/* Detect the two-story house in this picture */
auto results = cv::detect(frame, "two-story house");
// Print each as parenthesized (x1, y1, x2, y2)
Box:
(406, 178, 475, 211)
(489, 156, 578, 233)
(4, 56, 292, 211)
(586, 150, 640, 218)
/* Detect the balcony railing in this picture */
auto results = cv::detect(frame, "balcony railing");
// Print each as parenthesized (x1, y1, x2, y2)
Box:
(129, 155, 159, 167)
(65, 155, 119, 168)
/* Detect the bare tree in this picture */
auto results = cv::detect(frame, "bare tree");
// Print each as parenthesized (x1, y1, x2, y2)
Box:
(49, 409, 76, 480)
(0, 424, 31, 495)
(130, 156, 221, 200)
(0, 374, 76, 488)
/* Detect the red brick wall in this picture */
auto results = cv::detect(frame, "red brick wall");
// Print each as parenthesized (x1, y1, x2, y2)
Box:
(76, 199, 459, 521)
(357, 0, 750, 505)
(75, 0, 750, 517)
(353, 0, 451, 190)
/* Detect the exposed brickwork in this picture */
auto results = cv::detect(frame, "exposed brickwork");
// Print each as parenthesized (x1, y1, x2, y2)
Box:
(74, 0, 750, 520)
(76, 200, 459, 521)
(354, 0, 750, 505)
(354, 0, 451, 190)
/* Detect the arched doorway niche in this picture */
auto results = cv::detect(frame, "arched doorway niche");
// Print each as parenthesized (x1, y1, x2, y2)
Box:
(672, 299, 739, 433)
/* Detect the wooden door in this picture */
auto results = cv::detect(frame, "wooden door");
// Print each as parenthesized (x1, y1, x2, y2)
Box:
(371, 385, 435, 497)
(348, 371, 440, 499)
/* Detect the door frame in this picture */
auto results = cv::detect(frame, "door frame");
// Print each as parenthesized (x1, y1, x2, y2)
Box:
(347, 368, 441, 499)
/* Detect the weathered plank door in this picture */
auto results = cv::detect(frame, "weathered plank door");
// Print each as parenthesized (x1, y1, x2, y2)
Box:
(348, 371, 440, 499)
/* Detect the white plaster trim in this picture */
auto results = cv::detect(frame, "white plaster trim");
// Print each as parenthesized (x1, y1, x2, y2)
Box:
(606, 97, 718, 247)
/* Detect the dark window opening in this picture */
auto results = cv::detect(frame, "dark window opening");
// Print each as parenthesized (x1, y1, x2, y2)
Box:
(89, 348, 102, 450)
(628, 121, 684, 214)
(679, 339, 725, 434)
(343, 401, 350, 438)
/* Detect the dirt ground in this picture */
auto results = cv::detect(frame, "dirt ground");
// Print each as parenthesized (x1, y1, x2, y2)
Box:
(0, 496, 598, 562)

========================================================================

Return every line of the material above exactly.

THE ANSWER >>
/* Detect the two-story house in this picture */
auto results = cv::detect(frame, "two-story house");
// Print each as parenthesized (x1, y1, x2, y2)
Box:
(406, 178, 475, 211)
(489, 156, 578, 233)
(4, 56, 292, 211)
(586, 150, 640, 218)
/* Detect the balcony railing in this picture */
auto results = cv::detect(frame, "balcony railing");
// Print each as parenthesized (x1, y1, x2, y2)
Box:
(129, 155, 159, 167)
(65, 155, 119, 168)
/* Detect the bare tree in this picture */
auto results = cv::detect(frame, "bare tree");
// Print each as parenthesized (x1, y1, x2, y2)
Box:
(49, 409, 76, 480)
(0, 424, 31, 495)
(130, 156, 221, 200)
(0, 374, 76, 488)
/* Detect the red brick wall in this picture */
auto results = cv::detect(frame, "red brick wall");
// Print each as parenthesized (x1, y1, x2, y2)
Box:
(76, 199, 459, 521)
(357, 0, 750, 505)
(75, 0, 750, 517)
(353, 0, 451, 190)
/* Detect the exposed brickwork in this picture */
auto results = cv::detect(frame, "exposed brickwork");
// Print each as parenthesized (x1, y1, x2, y2)
Box:
(74, 0, 750, 520)
(76, 200, 459, 521)
(354, 0, 750, 505)
(354, 0, 451, 190)
/* Detect the arched doorway niche in this picture */
auto results = cv::detect(frame, "arched doorway niche");
// Print each as parenthesized (x1, y1, x2, y2)
Box:
(672, 299, 739, 433)
/* Detect the wooden door in this picture */
auto results = cv::detect(frame, "wooden door");
// Print each as parenthesized (x1, y1, x2, y2)
Box:
(371, 385, 435, 497)
(348, 371, 440, 499)
/* Detect the door frame in this picture */
auto results = cv::detect(frame, "door frame");
// Print each as parenthesized (x1, y1, x2, y2)
Box:
(347, 368, 441, 499)
/* Detect the weathered plank door in this picture */
auto results = cv::detect(frame, "weathered plank door");
// Print each as parenthesized (x1, y1, x2, y2)
Box:
(348, 371, 440, 499)
/* Detect the white plaster trim in this picture */
auto results = cv::detect(frame, "white plaster trim");
// Print each as parenthesized (x1, y1, x2, y2)
Box:
(606, 97, 718, 247)
/* Detect the dark window opening in this picture */
auto results = cv::detect(frame, "dark window opening");
// Print each as parenthesized (x1, y1, x2, y2)
Box:
(89, 348, 102, 450)
(628, 121, 684, 214)
(679, 339, 725, 434)
(343, 401, 350, 438)
/* Detect the dirt ground in this picture */
auto results = cv::detect(frame, "dirt ground");
// Print each as parenthesized (x1, y1, x2, y2)
Box:
(0, 496, 598, 562)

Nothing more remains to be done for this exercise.